Region annotation entries
— begin —

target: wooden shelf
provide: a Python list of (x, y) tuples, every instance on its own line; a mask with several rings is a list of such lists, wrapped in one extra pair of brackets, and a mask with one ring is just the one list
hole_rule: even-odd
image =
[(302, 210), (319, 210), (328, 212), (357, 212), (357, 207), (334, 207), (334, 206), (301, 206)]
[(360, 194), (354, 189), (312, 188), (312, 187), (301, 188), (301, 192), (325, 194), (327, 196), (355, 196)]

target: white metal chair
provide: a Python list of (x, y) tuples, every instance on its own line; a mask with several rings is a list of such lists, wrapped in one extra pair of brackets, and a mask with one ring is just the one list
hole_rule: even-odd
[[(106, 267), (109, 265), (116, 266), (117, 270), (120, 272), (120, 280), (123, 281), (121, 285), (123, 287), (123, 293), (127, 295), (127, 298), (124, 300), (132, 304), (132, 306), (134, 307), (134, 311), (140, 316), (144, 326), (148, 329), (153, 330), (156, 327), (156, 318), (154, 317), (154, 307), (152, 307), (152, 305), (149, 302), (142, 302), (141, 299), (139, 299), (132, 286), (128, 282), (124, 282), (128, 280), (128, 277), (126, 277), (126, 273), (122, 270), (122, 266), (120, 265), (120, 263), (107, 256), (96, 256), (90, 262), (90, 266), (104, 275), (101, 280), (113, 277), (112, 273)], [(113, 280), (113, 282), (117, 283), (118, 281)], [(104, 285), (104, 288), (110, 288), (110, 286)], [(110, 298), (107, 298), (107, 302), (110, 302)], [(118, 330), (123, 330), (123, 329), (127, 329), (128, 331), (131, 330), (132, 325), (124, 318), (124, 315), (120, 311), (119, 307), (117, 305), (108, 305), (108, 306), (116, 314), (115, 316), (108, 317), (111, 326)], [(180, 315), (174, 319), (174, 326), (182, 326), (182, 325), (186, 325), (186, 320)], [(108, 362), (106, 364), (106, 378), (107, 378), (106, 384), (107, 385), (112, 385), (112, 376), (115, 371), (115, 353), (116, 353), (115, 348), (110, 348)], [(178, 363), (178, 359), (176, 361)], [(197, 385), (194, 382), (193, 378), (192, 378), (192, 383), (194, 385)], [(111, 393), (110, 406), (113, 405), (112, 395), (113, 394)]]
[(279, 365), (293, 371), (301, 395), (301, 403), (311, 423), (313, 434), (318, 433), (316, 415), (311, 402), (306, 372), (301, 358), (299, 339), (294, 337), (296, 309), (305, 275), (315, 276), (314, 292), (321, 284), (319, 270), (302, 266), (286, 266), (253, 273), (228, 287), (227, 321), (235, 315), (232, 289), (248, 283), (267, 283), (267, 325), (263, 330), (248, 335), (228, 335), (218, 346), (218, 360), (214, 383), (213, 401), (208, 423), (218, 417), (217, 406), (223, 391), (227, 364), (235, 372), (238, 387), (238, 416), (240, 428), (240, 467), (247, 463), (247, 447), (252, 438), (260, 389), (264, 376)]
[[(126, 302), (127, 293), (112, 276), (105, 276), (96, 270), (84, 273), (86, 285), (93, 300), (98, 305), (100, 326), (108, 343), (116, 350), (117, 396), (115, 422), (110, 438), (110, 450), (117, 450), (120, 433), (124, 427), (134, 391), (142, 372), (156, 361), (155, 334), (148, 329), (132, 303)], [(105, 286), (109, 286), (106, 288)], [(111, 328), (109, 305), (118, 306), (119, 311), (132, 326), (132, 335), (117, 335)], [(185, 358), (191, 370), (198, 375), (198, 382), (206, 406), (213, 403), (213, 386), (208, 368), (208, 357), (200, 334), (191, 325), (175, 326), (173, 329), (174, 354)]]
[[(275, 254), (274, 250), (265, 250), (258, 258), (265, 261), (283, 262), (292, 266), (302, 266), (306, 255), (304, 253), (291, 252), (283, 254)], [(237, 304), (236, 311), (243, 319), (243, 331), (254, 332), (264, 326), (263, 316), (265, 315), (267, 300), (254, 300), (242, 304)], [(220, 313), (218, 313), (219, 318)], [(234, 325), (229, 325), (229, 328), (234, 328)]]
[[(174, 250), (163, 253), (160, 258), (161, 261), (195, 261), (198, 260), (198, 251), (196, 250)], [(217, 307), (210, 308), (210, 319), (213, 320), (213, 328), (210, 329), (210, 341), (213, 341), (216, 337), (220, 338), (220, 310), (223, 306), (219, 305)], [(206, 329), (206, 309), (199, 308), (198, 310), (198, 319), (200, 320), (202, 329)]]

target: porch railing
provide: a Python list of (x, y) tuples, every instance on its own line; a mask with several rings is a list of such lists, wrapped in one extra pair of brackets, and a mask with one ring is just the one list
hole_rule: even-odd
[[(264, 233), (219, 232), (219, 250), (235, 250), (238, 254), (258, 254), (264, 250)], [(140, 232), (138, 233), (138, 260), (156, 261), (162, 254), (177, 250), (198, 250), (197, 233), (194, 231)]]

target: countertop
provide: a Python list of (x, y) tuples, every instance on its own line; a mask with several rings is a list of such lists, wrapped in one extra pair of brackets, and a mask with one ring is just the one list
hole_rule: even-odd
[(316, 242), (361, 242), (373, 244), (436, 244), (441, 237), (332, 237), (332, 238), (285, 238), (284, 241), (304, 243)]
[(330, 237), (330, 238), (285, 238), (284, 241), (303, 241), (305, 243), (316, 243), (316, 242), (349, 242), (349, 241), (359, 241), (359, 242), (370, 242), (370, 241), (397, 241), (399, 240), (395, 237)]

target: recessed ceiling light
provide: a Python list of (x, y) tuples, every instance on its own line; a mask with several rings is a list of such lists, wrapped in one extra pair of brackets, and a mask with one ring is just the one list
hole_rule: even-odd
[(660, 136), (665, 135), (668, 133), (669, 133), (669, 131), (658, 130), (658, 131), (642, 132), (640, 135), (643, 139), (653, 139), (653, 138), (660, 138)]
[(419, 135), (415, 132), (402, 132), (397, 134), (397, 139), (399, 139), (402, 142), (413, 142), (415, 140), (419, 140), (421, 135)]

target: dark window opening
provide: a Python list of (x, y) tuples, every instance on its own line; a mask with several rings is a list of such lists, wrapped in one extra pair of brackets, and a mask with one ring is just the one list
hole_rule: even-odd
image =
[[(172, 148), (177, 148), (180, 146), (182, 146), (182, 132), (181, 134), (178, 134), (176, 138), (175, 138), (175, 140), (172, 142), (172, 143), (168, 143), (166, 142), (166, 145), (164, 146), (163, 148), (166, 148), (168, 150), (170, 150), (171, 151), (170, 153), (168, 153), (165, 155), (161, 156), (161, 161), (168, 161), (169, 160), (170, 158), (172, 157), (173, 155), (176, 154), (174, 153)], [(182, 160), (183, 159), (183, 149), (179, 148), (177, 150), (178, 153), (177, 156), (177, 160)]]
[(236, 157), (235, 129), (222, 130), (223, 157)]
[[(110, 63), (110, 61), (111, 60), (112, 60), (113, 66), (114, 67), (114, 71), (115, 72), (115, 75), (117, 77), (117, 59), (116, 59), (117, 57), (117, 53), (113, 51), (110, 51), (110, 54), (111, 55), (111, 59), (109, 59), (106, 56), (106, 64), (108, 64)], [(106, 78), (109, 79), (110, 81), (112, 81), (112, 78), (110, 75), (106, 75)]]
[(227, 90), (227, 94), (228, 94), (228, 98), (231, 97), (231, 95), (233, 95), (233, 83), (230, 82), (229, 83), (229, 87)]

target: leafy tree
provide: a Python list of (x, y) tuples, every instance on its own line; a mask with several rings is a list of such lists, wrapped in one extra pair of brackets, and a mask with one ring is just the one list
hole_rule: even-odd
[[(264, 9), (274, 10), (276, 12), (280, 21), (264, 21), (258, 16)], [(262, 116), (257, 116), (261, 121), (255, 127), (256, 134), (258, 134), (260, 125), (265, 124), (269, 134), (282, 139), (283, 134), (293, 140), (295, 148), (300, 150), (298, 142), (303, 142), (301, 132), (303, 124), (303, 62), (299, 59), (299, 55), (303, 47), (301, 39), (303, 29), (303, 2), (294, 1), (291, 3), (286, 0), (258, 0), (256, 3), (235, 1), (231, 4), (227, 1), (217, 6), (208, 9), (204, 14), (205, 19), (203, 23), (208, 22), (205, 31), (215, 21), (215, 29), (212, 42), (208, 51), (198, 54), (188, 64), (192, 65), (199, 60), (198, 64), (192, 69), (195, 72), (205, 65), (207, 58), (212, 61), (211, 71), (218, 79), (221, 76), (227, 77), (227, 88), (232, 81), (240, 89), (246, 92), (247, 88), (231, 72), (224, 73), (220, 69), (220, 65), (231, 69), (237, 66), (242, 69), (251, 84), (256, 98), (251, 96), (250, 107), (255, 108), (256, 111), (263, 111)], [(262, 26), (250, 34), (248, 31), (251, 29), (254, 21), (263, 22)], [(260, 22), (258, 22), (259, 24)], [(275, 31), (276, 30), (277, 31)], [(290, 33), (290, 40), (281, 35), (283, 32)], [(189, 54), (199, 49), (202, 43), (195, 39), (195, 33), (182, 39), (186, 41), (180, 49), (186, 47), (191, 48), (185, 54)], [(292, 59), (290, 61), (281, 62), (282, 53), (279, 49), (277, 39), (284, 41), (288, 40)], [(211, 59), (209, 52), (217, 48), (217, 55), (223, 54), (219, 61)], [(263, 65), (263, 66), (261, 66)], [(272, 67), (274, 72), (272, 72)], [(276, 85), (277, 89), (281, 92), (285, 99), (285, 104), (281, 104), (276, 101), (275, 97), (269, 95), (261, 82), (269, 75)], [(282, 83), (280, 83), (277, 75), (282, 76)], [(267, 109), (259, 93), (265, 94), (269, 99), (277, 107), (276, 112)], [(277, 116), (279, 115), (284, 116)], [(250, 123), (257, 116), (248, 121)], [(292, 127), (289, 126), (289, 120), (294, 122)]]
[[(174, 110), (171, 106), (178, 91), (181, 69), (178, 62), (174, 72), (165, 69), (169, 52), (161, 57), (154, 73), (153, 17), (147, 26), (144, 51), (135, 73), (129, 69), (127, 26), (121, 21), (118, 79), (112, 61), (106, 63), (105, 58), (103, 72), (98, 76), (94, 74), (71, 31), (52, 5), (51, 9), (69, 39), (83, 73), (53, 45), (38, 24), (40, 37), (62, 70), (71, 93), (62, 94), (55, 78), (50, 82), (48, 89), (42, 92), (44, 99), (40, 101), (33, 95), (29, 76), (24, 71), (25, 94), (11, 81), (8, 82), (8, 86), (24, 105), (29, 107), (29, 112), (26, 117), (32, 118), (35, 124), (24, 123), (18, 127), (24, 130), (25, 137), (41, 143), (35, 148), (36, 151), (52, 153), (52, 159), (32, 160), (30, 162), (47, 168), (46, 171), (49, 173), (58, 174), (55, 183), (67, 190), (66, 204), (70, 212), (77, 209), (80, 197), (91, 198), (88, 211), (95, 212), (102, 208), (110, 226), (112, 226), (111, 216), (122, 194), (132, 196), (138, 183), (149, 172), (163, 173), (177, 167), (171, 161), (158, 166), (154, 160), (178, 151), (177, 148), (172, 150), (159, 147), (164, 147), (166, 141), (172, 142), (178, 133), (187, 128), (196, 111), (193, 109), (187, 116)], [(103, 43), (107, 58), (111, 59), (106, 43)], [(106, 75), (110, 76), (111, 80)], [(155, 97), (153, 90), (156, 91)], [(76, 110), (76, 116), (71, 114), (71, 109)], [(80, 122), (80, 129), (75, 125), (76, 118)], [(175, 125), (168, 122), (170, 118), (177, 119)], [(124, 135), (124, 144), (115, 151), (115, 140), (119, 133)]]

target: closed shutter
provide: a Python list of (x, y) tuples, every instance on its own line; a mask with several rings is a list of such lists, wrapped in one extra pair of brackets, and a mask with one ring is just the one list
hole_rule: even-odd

— end —

== Problem description ==
Starting at the line that contains "target: countertop" and stopping after the line that contains "140), (421, 135)]", write those lines out again in full, with every coordinate in the answers scaled by 2.3 and rounded to a whole number, halves rounded up. Keep the requests as they are, and give only these lines.

== The answer ==
target: countertop
provide: a Python list of (x, y) tuples, every instance on its own line; a mask with several rings is a list of such lists, wrapped in one extra pair of brackets, and a mask with one ring is just the one list
hole_rule: even-odd
[(727, 557), (830, 557), (858, 561), (1003, 561), (1014, 545), (764, 545), (764, 547), (656, 547), (653, 554), (699, 559)]
[(759, 545), (759, 547), (656, 547), (653, 554), (697, 554), (702, 559), (727, 559), (727, 557), (803, 557), (803, 554), (826, 554), (826, 557), (851, 557), (851, 554), (913, 554), (918, 552), (909, 545)]

target: recessed ceiling light
provide: a Python list of (x, y) tuples, every instance on its own line; a mask with several rings is a list of such lists, wrapped in one extra pair of brackets, and a mask with one ring is just the one list
hole_rule: even-odd
[(1518, 313), (1530, 311), (1536, 306), (1539, 306), (1539, 301), (1513, 299), (1513, 301), (1477, 304), (1472, 311), (1479, 320), (1502, 320), (1502, 317), (1518, 317)]
[(964, 311), (955, 304), (925, 304), (913, 308), (913, 320), (918, 320), (925, 327), (950, 327), (955, 322), (964, 322), (968, 311)]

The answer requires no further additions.